■ EXCERTO SELECIONADO ■
= = = = = = =
Writer's picture: canhandulacanhandula

Tradução Livre

 

ROAPE, 13 de novembro de 2023

 

Yusuf Serunkuma argumenta que a ocupação e o assassinato de palestinos em Gaza por parte de Israel são hoje o que os britânicos foram no Quénia, na Índia e no Zimbabué, o que a Alemanha foi na Namíbia, o que os franceses foram na Argélia e os americanos no Vietname. O massacre de palestinianos ora em curso deve despertar-nos para a adoção urgente de uma linguagem local para caraterizarmos os nossos sonhos. Noções como as de democracia, ou a chamada Declaração Universal dos Direitos Humanos, estão sendo expostas, mais uma vez, como uma farsa e uma mentira, revelando nada mais do que o interesse do próprio ocidente – que não carateriza nem a nossa realidade nem as nossas aspirações.

 

Por Yusuf Serunkuma

 

Há muitas lições a tirar da violência colonial contínua na Palestina. Uma destas lições – especialmente para os intelectuais e para as elites políticas africanas – é reiterar que as bases analíticas e os instrumentos conceptuais que utilizamos frequentemente para compreender a nossa realidade político-económica – e para definir as nossas aspirações –são apenas distrações da realidade de uma maquinaria extrativista colonial sem limites.
= = = = = = =
Dados de anotação da localização de objetos
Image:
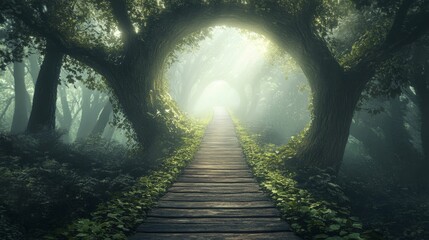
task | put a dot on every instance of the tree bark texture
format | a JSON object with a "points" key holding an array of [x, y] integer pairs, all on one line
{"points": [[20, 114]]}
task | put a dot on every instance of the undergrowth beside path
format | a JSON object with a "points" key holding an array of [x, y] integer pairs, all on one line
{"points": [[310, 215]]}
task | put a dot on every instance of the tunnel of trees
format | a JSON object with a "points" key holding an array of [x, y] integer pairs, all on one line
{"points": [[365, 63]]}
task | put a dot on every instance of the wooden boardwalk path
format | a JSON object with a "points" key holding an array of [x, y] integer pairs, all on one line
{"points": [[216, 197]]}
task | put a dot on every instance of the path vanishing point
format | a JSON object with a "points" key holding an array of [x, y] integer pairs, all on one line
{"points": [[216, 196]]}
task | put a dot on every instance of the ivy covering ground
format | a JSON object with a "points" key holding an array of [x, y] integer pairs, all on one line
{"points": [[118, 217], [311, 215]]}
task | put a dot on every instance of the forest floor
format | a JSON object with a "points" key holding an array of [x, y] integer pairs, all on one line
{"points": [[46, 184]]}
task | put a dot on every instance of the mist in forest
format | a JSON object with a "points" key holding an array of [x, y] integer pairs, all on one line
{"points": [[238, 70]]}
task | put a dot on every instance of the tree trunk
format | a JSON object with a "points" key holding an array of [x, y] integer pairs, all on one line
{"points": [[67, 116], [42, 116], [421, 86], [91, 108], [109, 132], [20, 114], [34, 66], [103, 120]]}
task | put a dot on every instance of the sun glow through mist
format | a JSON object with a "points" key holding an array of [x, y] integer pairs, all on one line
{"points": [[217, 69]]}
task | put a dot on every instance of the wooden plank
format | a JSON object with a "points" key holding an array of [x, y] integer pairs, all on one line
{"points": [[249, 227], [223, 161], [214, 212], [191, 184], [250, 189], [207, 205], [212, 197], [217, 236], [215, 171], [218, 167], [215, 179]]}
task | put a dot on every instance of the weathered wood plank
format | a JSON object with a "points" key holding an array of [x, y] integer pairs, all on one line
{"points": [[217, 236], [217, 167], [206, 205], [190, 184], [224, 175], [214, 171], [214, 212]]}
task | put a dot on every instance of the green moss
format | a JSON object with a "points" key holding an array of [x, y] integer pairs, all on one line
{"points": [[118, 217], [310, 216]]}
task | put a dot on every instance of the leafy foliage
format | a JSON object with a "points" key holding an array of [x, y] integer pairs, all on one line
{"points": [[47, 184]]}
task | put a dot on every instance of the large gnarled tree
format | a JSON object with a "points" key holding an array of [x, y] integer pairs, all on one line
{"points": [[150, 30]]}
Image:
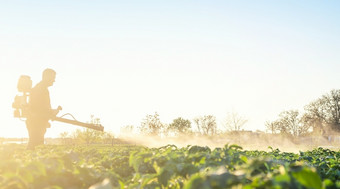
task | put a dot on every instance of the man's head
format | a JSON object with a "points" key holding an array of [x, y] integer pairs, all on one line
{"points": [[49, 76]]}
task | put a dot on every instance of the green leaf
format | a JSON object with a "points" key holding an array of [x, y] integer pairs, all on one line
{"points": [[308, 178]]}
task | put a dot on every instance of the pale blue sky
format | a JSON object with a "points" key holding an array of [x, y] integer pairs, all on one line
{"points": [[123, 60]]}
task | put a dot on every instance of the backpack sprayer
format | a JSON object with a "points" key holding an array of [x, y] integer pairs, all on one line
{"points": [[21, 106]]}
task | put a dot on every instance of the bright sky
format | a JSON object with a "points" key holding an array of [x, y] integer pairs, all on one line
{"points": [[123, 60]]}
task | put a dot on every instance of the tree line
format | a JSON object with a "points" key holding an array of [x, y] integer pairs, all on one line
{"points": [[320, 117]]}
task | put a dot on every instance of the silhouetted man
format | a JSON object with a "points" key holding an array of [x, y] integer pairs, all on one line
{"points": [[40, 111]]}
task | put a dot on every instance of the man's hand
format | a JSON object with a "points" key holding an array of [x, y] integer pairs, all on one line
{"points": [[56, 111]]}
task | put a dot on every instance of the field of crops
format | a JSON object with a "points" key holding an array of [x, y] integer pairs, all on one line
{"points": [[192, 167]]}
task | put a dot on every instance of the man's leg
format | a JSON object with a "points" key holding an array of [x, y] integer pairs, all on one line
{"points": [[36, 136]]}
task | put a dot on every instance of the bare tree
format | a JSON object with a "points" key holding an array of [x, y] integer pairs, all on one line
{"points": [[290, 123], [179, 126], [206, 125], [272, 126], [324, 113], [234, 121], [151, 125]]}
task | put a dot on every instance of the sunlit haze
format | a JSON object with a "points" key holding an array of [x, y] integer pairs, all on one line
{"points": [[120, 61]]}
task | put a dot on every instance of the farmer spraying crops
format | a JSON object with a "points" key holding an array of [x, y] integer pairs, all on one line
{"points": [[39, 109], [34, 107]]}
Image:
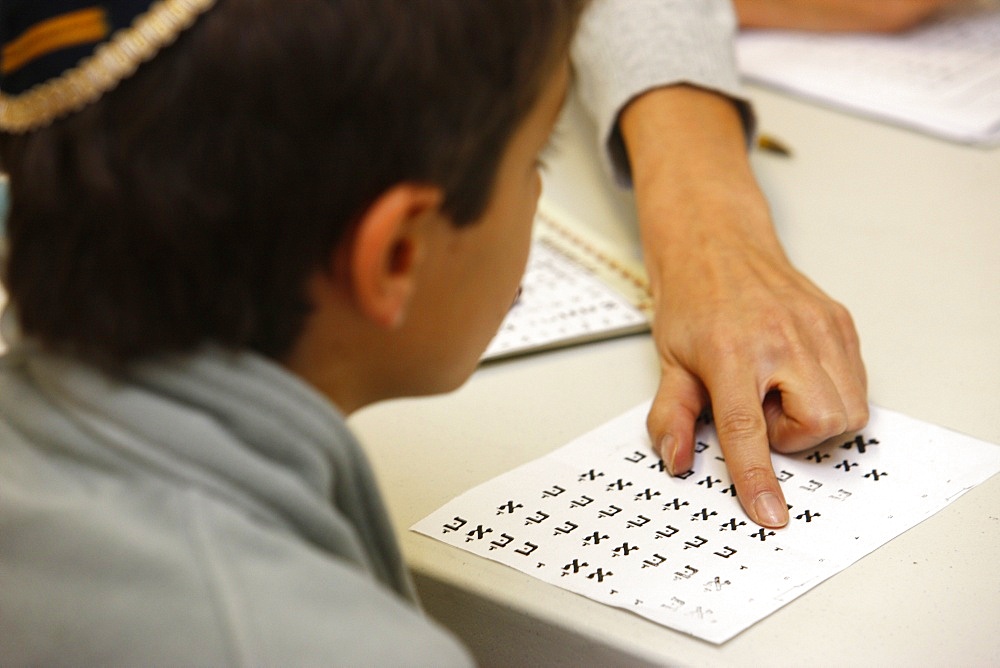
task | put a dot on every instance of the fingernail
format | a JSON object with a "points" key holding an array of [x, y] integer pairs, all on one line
= = = = = = =
■ TAREFAS A REALIZAR ■
**1.** Repita o trecho do excerto sobre a Palestina entre "Tradução Livre" e "as nossas aspirações.", inclusive.
**2.** Indique se cada afirmação abaixo está de acordo com o excerto sobre a Palestina, respondendo sim ou não e citando as palavras decisivas: (a) o excerto traz a data de 13 de novembro de 2023; (b) a Alemanha é associada à Argélia; (c) a Declaração Universal dos Direitos Humanos é apresentada como expressão das nossas aspirações.

■ RESPOSTAS POR TAREFA ■
**1.**
Tradução Livre

 

ROAPE, 13 de novembro de 2023

 

Yusuf Serunkuma argumenta que a ocupação e o assassinato de palestinos em Gaza por parte de Israel são hoje o que os britânicos foram no Quénia, na Índia e no Zimbabué, o que a Alemanha foi na Namíbia, o que os franceses foram na Argélia e os americanos no Vietname. O massacre de palestinianos ora em curso deve despertar-nos para a adoção urgente de uma linguagem local para caraterizarmos os nossos sonhos. Noções como as de democracia, ou a chamada Declaração Universal dos Direitos Humanos, estão sendo expostas, mais uma vez, como uma farsa e uma mentira, revelando nada mais do que o interesse do próprio ocidente – que não carateriza nem a nossa realidade nem as nossas aspirações.

**2.**
(a) Sim: "ROAPE, 13 de novembro de 2023".
(b) Não: "o que a Alemanha foi na Namíbia, o que os franceses foram na Argélia".
(c) Não: "estão sendo expostas, mais uma vez, como uma farsa e uma mentira".